## PASSAGE GIVEN
++++
Back on March 27, 2009 I wrote about how Spring was in the air. You could see it almost everywhere you looked. A new BULL market had been born.
That was 67 months ago. That was a pretty good call and I have been fully invested for the most part ever since. I have grown cautious at times, but I have never received a SELL SIGNAL on the S&P 500 since that day.
I have been writing recently about how this current BULL MARKET will eventually come to an end at some point in time, however. No BULL market lasts forever. The Bear eventually wakes up and wreaks havoc on portfolios. Last time the Bear ravaged through portfolios to the tune of 53%.
John Bogle of Vanguard Funds would tell you that it is no big deal. Index investing is the way to go. Riding passively through the thick and thin of the market over the years almost always beats active management. He has a good point. Passive investing is a lot easier than active management. And in the long run, it turns out OK.
But, as a passive investor you have to be willing to accept 50% plus sell-offs every so often. I don’t like to sit passively bay and watch the accounts that I manage get crushed.
Lately, these big selloffs have been about seven years apart. We had a huge sell-off in 2001 and again in 2008. Under this timing scenario, the next one is not due until 2015. Wait a minute! 2015 is just around the corner!
I wish it were that predictable, but it is not. But it is definitely something to consider. Believe it or not, we do have a Fall season here in San Diego, where I am based. It begins right after Labor Day. The tourists go home, the hotels start to empty, and we have the beaches all to ourselves.
The worst part of Fall for me is seeing the pelagic (migratory) fishing come to an end as the warm, clear water currents turn cold and dirty. The tuna, yellowtail, dorado, and marlin move on. They are gone until next year.
There is definitely a feeling of Fall in the market air this year. The fishing has been good for over five years. The S&P 500 has climbed from 666 to a high of 2019. It has more than tripled.
The S&P 500 is now down 5.6% from its September 19th high. That is a percentage drop of 5.6% and stocks are beginning to fall like autumn leaves. A 5.6% drop in the S&P 500 is well within normal volatility in the market, but we need to look at the facts once again this week to see if it is time run for cover.
I have been warning about U.S. Small-Cap stocks for quite some time now. They are now down 13.2% from their mid-September high. This is getting to the outer edge of normal volatility and is considered correction territory. We need to definitely look into this further. This is not good.
Emerging Markets are now down 11.9% from their recent high. Again, this is still within the normal range of volatility, but is very troublesome nonetheless.
Even more disturbing is a 13% drop in the EAFE (European Index). In fact, this is the one that has many investors chewing their nails the most right now. I have been warning about Europe for quite some time.
Let’s take a closer look at the events of the past week. The S&P 500 had its worst weak of the year. It was also its most volatile week. Every day was a gain or loss of 200 points or more. No fun, I know!
The good news is that the FED is not going to be in any hurry to raise interest rates. The bad news is that markets are now testing KEY technical support levels.
Bonds were the big winner this past week as money gushed into them, seeking a safe harbor. The ten year yield is now trading at a 52-week low of2.31%. Maybe it’s time to refinance that mortgage?
++++
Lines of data
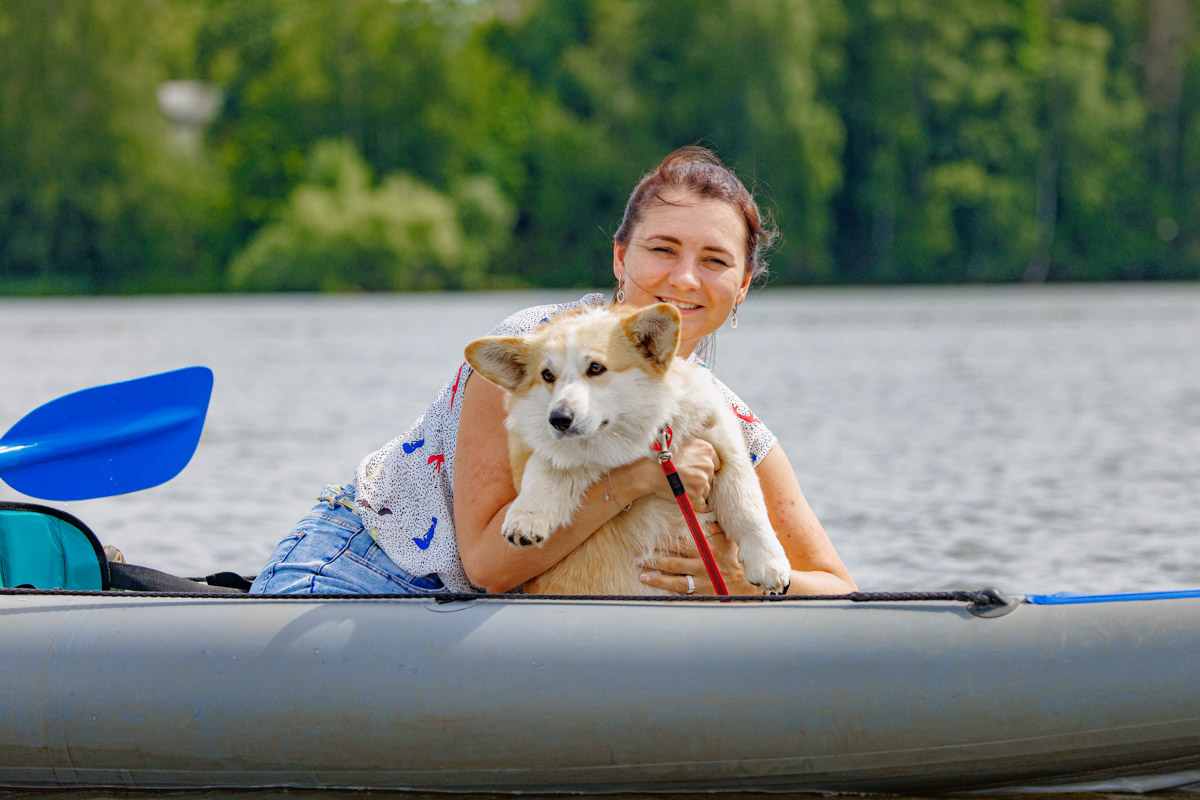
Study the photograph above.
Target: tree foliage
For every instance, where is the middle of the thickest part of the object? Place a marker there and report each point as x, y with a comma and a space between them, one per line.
413, 144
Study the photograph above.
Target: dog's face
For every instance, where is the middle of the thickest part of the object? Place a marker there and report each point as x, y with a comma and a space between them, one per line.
582, 374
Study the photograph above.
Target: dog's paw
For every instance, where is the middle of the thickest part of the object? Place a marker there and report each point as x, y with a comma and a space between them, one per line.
525, 529
766, 565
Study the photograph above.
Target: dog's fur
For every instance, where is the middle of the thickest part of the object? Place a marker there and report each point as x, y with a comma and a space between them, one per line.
613, 383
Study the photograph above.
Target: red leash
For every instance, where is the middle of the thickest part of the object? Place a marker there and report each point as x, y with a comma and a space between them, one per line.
663, 446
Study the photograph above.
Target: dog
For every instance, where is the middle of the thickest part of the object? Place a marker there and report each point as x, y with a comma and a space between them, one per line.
589, 391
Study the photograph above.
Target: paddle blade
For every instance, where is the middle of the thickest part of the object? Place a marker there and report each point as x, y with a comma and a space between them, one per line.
109, 439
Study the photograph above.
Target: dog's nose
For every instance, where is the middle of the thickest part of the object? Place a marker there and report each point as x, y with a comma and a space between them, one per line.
561, 420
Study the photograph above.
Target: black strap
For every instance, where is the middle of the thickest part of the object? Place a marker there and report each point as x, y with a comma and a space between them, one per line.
131, 577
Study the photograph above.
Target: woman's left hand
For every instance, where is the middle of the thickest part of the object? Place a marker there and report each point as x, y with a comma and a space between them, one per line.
671, 571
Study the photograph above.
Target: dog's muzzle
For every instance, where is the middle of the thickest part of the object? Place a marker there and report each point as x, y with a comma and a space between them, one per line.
561, 420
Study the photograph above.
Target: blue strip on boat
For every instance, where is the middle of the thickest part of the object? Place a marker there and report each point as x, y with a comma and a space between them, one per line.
1071, 597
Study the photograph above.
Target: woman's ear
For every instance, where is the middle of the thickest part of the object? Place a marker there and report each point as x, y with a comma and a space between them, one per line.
744, 288
618, 260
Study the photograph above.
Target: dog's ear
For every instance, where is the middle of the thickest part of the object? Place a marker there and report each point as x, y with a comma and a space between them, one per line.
501, 359
654, 331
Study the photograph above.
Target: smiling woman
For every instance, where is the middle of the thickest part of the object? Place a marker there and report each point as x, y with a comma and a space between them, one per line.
425, 512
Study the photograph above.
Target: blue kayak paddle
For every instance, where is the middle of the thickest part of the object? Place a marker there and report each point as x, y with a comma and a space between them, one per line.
108, 439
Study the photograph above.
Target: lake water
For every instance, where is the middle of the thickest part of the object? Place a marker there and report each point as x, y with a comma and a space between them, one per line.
1036, 439
1031, 438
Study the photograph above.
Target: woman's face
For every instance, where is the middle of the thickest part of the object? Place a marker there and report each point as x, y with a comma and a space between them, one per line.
691, 254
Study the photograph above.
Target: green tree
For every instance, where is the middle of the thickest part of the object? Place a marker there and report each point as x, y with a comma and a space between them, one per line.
94, 197
636, 79
340, 232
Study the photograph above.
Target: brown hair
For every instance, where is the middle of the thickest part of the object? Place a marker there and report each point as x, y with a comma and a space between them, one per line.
697, 170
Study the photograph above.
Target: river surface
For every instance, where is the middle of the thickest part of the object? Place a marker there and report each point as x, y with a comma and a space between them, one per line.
1035, 439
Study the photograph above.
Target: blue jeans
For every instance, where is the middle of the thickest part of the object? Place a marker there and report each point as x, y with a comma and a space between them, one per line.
329, 552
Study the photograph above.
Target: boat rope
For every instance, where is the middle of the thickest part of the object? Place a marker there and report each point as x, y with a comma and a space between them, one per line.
982, 599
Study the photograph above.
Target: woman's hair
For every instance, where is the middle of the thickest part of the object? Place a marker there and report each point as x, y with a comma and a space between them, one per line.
697, 172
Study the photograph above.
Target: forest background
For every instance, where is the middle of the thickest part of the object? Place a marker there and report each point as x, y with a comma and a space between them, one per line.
445, 144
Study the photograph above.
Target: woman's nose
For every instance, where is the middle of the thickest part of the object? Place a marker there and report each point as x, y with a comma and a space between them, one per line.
685, 274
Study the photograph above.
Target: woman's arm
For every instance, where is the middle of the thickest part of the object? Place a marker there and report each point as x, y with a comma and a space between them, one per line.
816, 566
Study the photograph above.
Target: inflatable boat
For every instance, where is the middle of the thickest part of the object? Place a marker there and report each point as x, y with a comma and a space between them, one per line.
201, 686
498, 693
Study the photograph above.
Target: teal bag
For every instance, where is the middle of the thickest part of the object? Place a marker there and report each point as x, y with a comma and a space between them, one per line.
47, 548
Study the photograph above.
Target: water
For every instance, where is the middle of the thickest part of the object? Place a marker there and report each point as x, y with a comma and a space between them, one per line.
1037, 439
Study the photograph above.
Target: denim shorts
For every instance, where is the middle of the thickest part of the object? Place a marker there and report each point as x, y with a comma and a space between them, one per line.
329, 552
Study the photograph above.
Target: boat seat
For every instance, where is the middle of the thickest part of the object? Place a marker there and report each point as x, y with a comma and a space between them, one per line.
47, 548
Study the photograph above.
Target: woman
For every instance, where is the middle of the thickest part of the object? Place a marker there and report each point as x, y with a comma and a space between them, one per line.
425, 511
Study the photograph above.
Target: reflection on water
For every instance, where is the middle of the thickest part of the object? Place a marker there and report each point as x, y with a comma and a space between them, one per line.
1038, 439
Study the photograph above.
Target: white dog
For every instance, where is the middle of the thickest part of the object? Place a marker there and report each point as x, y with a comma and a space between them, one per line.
588, 392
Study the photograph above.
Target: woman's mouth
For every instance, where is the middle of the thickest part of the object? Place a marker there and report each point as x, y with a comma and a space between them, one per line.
677, 304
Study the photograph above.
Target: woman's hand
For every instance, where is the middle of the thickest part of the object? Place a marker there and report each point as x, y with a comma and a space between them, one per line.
670, 571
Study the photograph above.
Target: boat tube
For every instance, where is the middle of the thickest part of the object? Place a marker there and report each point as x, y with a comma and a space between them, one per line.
527, 695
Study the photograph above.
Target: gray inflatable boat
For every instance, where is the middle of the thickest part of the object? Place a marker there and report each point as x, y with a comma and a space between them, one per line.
864, 693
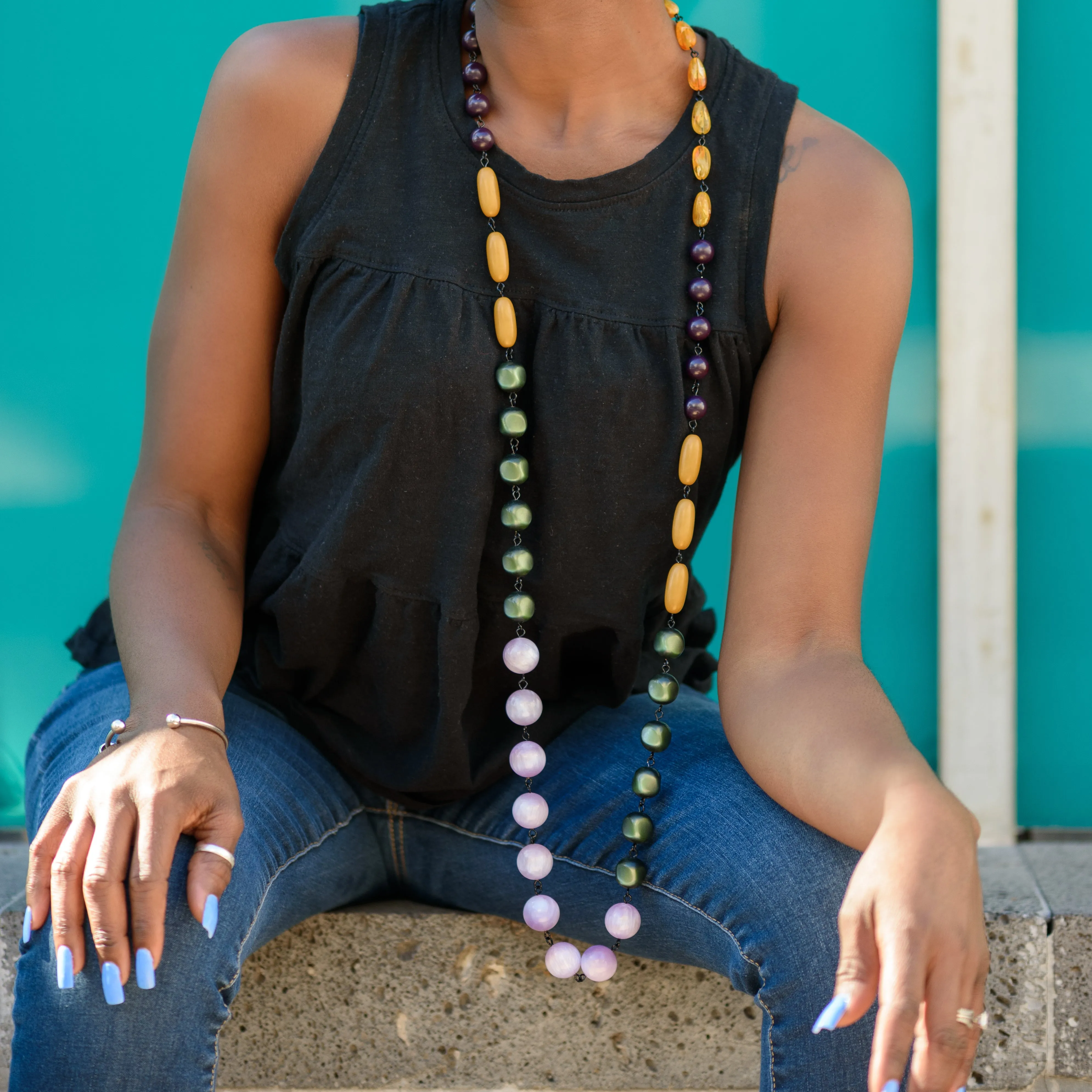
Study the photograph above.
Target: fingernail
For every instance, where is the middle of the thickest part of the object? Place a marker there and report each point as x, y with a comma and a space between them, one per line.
828, 1019
146, 970
112, 986
65, 968
211, 916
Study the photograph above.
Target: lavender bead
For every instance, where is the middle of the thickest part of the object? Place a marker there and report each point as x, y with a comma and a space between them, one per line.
527, 759
541, 912
697, 367
521, 656
698, 328
563, 959
474, 72
696, 408
599, 964
623, 921
701, 251
700, 290
526, 707
478, 105
535, 862
482, 139
530, 811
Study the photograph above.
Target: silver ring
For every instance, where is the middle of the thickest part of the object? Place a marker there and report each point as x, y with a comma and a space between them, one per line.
219, 850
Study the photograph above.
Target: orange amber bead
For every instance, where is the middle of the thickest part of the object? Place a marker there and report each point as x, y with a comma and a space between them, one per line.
496, 255
504, 319
690, 460
683, 524
696, 75
489, 192
678, 578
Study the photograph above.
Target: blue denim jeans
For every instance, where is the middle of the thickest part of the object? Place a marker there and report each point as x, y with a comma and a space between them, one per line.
736, 885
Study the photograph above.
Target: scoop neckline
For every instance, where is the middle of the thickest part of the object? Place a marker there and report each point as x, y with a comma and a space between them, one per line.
615, 184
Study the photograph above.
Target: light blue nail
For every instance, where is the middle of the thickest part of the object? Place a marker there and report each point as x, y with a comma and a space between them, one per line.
146, 970
65, 968
112, 984
211, 916
828, 1019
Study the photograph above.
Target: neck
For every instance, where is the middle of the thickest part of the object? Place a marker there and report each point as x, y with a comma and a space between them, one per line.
581, 88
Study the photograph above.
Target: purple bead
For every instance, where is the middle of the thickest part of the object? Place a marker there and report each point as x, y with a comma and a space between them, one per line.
698, 328
482, 139
478, 105
696, 408
474, 72
700, 290
701, 251
697, 367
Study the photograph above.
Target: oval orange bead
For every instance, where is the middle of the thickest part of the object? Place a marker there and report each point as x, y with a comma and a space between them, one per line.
703, 209
489, 192
496, 255
683, 524
690, 460
700, 120
678, 579
685, 35
504, 319
696, 75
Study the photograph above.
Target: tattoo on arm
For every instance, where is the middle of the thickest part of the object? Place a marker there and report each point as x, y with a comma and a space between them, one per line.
793, 156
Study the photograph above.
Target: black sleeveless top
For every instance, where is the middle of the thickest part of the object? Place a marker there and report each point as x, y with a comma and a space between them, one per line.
375, 588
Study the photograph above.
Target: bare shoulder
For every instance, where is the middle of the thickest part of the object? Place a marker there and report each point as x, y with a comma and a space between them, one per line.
841, 220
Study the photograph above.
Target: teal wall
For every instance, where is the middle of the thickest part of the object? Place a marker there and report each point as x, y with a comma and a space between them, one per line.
101, 105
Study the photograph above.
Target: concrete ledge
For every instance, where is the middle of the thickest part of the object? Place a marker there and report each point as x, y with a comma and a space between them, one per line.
403, 996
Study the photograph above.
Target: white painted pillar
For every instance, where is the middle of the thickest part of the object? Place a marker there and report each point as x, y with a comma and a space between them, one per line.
977, 408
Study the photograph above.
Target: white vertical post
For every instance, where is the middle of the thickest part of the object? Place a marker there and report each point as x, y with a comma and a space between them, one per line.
977, 410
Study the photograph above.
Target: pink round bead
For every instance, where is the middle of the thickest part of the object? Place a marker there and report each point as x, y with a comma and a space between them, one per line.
523, 707
541, 912
521, 656
530, 811
599, 962
563, 959
527, 759
623, 921
534, 863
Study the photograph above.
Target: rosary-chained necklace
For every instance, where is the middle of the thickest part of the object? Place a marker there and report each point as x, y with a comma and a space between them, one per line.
521, 655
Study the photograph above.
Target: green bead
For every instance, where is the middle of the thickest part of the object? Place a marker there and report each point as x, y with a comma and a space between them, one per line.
669, 642
516, 514
647, 781
663, 689
518, 562
657, 735
515, 469
631, 872
514, 422
520, 607
637, 827
512, 377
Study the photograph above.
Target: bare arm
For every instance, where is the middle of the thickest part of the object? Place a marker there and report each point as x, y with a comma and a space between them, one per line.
176, 585
801, 709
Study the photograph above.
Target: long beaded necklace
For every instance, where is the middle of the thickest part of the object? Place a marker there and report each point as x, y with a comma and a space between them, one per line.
524, 707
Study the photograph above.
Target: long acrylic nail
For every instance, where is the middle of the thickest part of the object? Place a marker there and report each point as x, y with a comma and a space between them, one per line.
146, 970
65, 978
828, 1019
112, 984
211, 916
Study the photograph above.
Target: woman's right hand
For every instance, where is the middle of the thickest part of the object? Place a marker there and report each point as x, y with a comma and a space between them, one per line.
119, 821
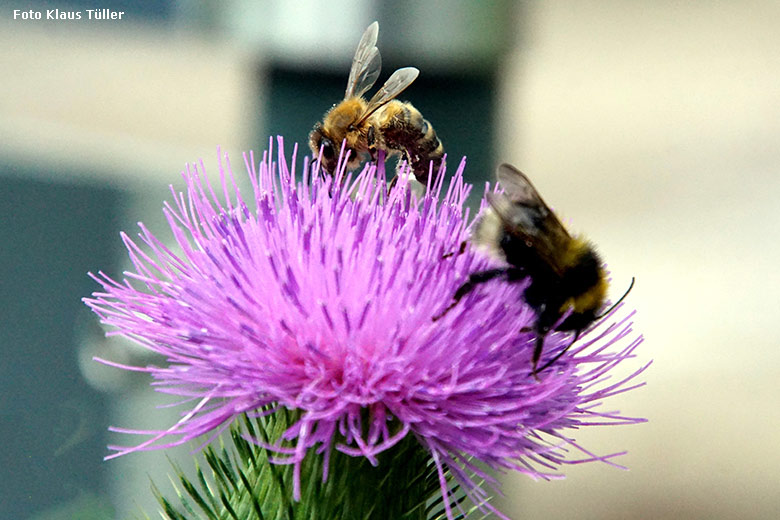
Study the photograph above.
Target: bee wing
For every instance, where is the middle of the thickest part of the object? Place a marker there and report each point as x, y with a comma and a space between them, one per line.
524, 213
394, 85
365, 65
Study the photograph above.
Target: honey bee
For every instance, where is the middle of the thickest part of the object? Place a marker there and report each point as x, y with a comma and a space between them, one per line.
381, 123
566, 275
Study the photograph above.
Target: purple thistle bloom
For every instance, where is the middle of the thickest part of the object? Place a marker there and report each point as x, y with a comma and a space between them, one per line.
318, 295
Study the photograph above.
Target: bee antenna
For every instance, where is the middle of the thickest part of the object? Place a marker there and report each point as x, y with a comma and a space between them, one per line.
612, 307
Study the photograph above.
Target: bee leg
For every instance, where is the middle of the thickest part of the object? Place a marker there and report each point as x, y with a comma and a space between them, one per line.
371, 141
461, 250
469, 285
392, 183
538, 352
540, 335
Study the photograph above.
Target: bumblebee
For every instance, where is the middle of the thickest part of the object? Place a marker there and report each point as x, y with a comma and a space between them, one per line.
567, 284
381, 123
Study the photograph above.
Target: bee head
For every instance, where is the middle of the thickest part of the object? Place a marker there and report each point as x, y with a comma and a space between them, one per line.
319, 140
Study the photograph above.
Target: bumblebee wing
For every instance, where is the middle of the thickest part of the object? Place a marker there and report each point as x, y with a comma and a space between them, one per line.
525, 215
394, 85
365, 65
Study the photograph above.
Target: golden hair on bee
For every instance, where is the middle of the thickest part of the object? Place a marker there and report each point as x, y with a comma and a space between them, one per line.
381, 123
567, 283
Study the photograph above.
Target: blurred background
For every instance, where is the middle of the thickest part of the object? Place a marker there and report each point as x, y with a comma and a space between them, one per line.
652, 126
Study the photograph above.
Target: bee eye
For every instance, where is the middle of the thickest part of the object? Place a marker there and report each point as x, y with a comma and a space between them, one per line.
327, 148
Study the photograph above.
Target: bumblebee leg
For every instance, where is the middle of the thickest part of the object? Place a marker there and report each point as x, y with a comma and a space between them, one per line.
538, 352
461, 250
371, 141
540, 335
469, 285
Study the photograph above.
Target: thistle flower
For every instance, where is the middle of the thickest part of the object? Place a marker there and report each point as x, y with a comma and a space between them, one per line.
317, 295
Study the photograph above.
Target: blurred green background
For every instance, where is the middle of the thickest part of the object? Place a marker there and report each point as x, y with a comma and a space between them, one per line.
653, 126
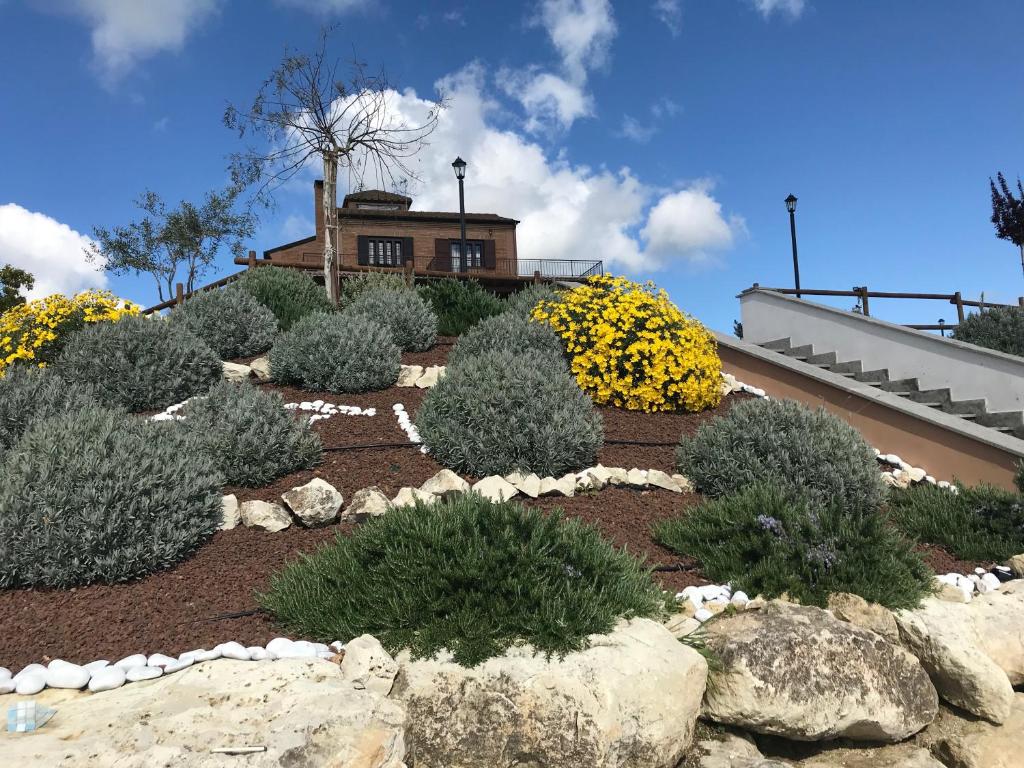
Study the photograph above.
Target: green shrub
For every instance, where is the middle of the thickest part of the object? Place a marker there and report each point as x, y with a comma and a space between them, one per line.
231, 322
465, 574
100, 496
497, 413
514, 333
249, 435
353, 286
768, 539
523, 302
999, 328
978, 523
139, 364
403, 313
30, 394
782, 440
289, 293
337, 353
459, 304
++++
## PROBLEMS TO WORK ON
a - Count how many lines in the rows contain the word "water", and reply with that number alone.
b - Pick up the stock market commentary and keep writing from its last sentence onward.

## ANSWERS PER TASK
a - 3

b -
Brazil was also a bright spot, as the pro-business candidate came out of nowhere to force a run-off against the incumbent. The market down there loved it. Brazil is now facing an India-like moment soon. So far, every major election in the world has gone to the pro-business candidates. It appears that the socialism experiment is coming to an end, at least in countries where voters have a voice.
The S&P 500 is still in positive territory for the year. Looking at the 3 year chart, the uptrend is still in place, but the market has fallen below its 200-day moving average in red.
But now zoom in and look at the 1-year chart for the S&P 500 Index.
As you can see, 1905 is a fairly important support level. That is right about where the 200 day moving average lies, and it is where the market most recently found support.
The S&P 500 has closed below its 200 day moving average several times during the 68 month old bull market, however. While a break below it would not be good, it is still not enough evidence reason to run for the hills.
The Russell 2000 (U.S. Small-cap) index is now tracing out a very UGLY rollover pattern. The next level of support is clear down around 850. That is scary! Remember, I have said repeatedly over the last several weeks that theSmall-Caps could lead the market into the next bear market. Right now, this appears to be the case.
I have been closely monitoring the S&P 500 Small Cap ETF (NYSEARCA:IJT) for several months.
I would not own U.S. small or mid-cap mutual funds or ETFs right now.
Emerging Markets and MSCI Europe have also broken below their 200-day moving averages. As the sell-off overseas continues to accelerate, the question is will it take the U.S. markets with it? I sold all of my Emerging Market holdings (except India) a few weeks ago.
For now the U.S. job market still looks good. Remember that big rally that we had last Friday when the jobs numbers came in better than expected? GDP should come in around 3.0% this quarter, and corporate earnings continue to grow. In addition to this, there is no sign of any inflation whatsoever, and interest rates remain low. This is favorable for the Stock and Bond markets. Once again, we have just entered into an important earnings season.
While the fundamentals of the U.S. economy seem to be good right now, the psyche of investors is not. There is a real battle going on between fundamentals and sentiment right now. We need more evidence before we give a nod one way or the other, but sentiment usually wins. My September 27, 2009 S&P 500 BUY SIGNAL is still on for now, but it is in severe jeopardy.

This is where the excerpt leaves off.